DATASET EXTRACT START
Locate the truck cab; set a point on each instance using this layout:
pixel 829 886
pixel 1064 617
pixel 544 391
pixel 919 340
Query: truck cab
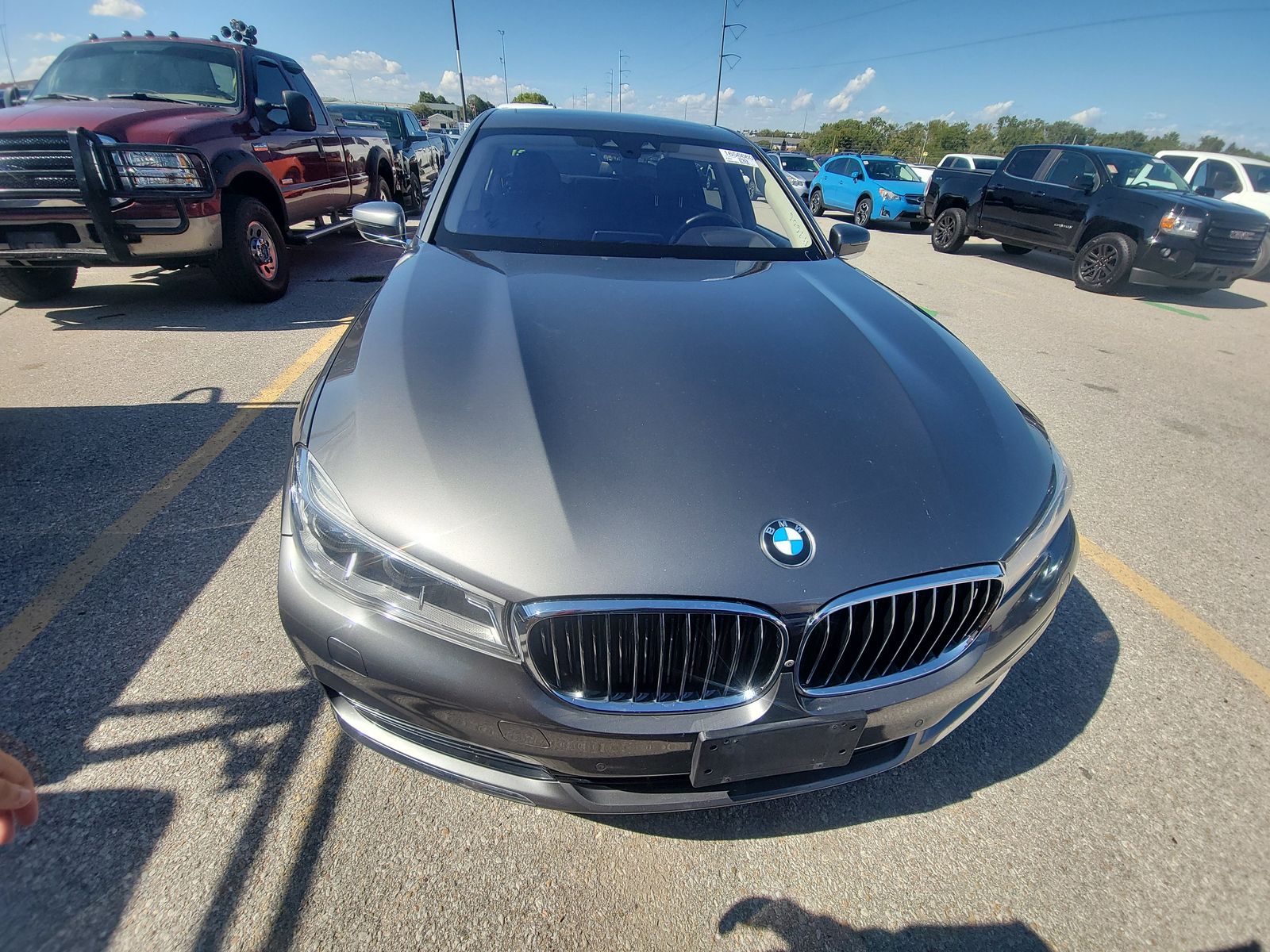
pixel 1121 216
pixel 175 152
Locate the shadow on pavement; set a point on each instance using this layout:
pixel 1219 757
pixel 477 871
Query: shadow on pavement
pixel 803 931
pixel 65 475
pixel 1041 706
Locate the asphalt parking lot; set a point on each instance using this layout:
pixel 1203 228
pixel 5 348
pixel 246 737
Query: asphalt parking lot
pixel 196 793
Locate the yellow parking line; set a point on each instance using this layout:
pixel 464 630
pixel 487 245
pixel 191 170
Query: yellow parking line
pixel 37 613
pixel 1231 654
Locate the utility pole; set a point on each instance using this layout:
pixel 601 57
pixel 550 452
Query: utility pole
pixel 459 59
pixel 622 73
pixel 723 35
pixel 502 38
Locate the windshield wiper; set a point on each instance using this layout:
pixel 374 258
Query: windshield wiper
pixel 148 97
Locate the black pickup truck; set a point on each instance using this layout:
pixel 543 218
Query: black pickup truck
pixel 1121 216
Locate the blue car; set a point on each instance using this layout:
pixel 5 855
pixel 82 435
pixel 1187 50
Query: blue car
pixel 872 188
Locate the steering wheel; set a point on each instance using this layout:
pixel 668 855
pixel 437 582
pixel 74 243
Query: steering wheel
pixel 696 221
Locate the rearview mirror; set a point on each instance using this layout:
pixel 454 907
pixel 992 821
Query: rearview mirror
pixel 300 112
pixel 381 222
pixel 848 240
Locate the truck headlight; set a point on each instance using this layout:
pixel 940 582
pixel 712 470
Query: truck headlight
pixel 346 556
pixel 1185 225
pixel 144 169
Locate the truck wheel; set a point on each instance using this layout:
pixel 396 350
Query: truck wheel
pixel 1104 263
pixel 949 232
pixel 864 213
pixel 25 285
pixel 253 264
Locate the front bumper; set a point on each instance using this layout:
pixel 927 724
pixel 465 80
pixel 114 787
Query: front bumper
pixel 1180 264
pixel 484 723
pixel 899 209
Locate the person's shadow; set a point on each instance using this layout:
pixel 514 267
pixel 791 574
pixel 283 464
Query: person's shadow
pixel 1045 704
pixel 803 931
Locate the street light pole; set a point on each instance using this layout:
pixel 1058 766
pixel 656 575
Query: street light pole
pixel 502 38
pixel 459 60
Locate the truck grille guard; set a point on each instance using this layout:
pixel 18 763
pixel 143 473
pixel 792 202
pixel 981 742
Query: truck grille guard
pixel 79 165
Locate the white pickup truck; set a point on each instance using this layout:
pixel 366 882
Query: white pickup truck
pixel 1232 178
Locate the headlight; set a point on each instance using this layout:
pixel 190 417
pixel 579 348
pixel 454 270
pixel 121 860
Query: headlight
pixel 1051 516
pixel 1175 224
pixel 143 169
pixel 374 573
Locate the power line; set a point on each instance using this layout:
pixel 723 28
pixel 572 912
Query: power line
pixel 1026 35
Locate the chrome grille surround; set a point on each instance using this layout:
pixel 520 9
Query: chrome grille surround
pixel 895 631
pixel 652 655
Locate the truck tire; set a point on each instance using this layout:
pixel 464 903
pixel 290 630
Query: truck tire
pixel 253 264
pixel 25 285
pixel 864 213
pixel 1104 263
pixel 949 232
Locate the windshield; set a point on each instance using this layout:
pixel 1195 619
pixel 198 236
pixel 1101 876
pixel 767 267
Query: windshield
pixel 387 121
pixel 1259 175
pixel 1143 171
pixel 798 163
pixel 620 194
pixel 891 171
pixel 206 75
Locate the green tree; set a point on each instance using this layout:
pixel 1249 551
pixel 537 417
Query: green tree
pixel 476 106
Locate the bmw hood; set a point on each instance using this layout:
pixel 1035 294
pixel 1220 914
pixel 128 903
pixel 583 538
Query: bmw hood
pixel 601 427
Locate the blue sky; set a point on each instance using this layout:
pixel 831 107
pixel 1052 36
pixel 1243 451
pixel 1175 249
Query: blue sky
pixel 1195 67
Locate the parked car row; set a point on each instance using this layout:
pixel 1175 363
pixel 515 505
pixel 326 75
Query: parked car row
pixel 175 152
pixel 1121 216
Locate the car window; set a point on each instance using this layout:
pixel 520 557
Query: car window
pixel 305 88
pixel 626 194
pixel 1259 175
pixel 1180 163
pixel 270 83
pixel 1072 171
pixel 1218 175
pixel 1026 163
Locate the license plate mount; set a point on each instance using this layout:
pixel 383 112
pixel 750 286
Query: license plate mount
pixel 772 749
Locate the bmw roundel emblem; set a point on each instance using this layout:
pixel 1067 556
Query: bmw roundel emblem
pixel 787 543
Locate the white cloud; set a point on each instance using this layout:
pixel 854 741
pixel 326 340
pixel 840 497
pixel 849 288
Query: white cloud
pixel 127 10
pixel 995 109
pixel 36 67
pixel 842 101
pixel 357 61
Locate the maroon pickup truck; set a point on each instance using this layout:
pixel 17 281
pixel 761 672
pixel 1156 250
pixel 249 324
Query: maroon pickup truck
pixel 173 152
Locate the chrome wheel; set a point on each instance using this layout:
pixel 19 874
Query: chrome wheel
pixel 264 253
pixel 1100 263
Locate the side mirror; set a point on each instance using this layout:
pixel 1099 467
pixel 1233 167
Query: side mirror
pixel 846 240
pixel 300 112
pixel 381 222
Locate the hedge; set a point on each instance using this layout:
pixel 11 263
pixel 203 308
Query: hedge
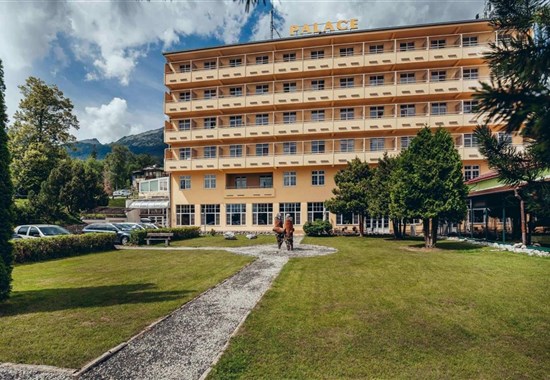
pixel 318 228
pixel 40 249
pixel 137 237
DATASET EXTRACT END
**PROBLEM STATEMENT:** Starting with the first line of the data, transcribe every line exactly through the one containing "pixel 374 258". No pictures go in.

**YOUR SOLUTION:**
Locate the truck cab; set a point on each instance using this layout:
pixel 829 886
pixel 1064 617
pixel 544 391
pixel 919 340
Query: truck cab
pixel 1121 216
pixel 175 152
Locate the shadow on pavement; set a point on each instance using this layout:
pixel 1219 757
pixel 477 871
Query: shadow on pavement
pixel 803 931
pixel 65 475
pixel 1041 706
Locate the asphalt parking lot; set a point on each instance using this layout:
pixel 1203 228
pixel 5 348
pixel 246 737
Query: asphalt parking lot
pixel 196 793
Locate the yellow parking line; set a point on each instance using this layout:
pixel 464 630
pixel 487 245
pixel 191 170
Query: yellow parking line
pixel 37 613
pixel 1231 654
Locate the utility pole; set a point on each instance using this layout:
pixel 601 57
pixel 550 452
Query: utility pole
pixel 459 59
pixel 622 73
pixel 723 35
pixel 502 38
Locate the windshield wiper; set a point on each instance using this layout:
pixel 374 258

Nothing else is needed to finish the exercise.